## begin Dataset extract

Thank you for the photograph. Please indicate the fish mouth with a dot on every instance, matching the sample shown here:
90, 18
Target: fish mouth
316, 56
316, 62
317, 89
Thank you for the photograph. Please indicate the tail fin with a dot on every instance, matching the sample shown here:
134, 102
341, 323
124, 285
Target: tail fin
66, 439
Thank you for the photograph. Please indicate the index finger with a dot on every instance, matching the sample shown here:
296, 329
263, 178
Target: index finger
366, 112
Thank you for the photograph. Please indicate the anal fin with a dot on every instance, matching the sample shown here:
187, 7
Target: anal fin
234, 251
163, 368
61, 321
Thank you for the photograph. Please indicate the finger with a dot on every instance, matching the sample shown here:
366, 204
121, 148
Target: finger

## end Dataset extract
## begin Dataset extract

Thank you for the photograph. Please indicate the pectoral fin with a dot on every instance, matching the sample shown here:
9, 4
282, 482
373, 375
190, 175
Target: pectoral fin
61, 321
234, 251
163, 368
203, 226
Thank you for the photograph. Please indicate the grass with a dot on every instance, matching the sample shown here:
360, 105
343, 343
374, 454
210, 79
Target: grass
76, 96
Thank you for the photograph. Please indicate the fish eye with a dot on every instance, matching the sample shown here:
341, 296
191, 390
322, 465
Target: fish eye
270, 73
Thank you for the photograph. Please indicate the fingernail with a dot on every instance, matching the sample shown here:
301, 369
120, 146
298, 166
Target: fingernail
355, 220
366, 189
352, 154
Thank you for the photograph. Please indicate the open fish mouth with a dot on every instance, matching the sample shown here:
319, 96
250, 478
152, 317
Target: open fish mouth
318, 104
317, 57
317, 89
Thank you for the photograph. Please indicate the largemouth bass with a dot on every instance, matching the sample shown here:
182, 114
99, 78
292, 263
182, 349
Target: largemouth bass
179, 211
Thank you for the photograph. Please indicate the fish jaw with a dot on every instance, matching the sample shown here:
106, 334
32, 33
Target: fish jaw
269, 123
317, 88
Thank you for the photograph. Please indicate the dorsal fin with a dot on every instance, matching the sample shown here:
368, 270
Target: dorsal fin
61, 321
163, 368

## end Dataset extract
## begin Dataset extract

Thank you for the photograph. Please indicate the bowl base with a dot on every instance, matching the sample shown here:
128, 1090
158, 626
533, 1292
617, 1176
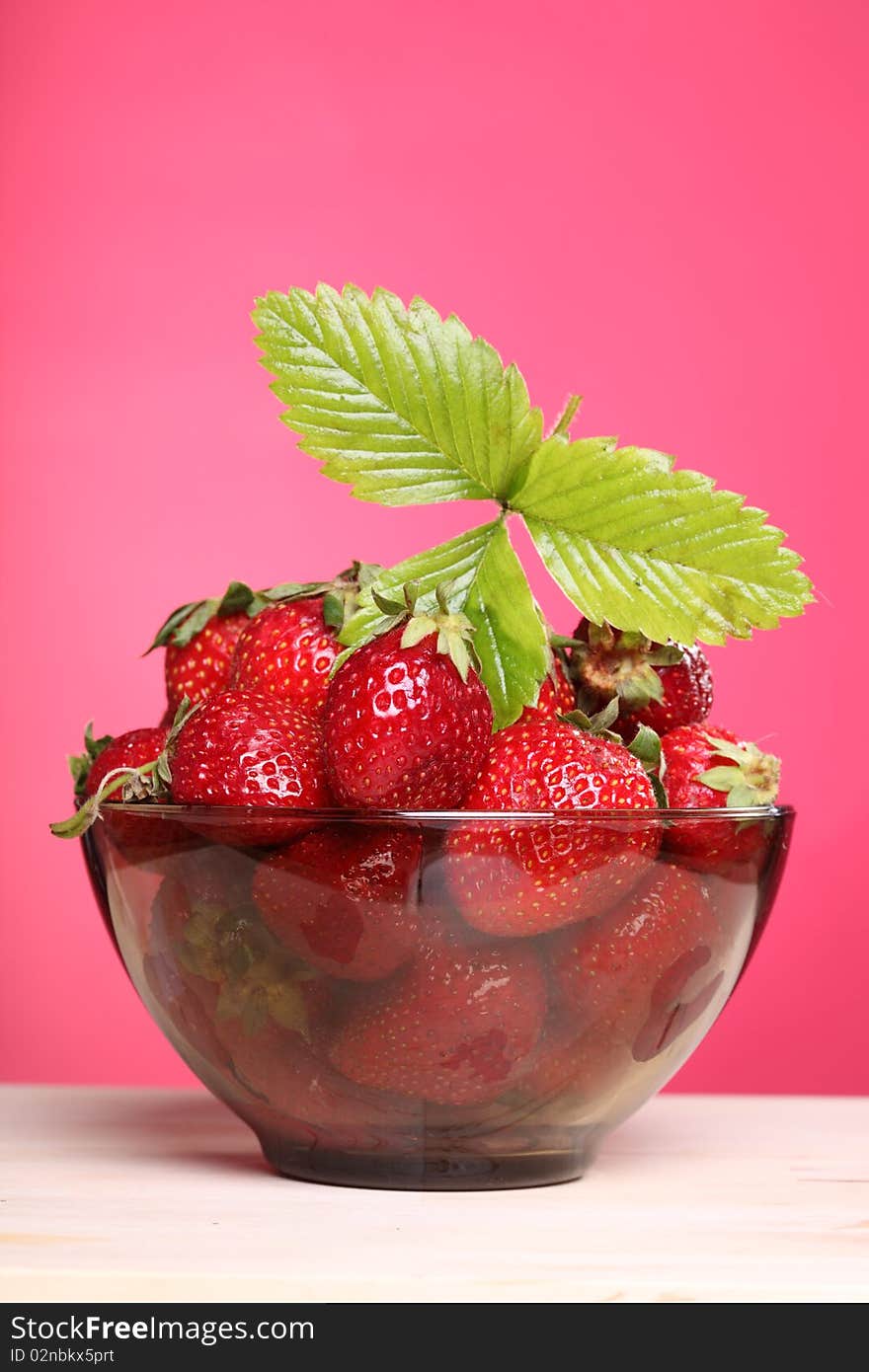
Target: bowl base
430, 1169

## end Dataset extract

**Exercise instructions**
Find every line in the listing above that contains the word "bass" and copy each one.

**Response**
Thank you for the photograph. Please indicate the largemouth bass with a dot on every instance, matching the sample shown here:
Target: largemouth bass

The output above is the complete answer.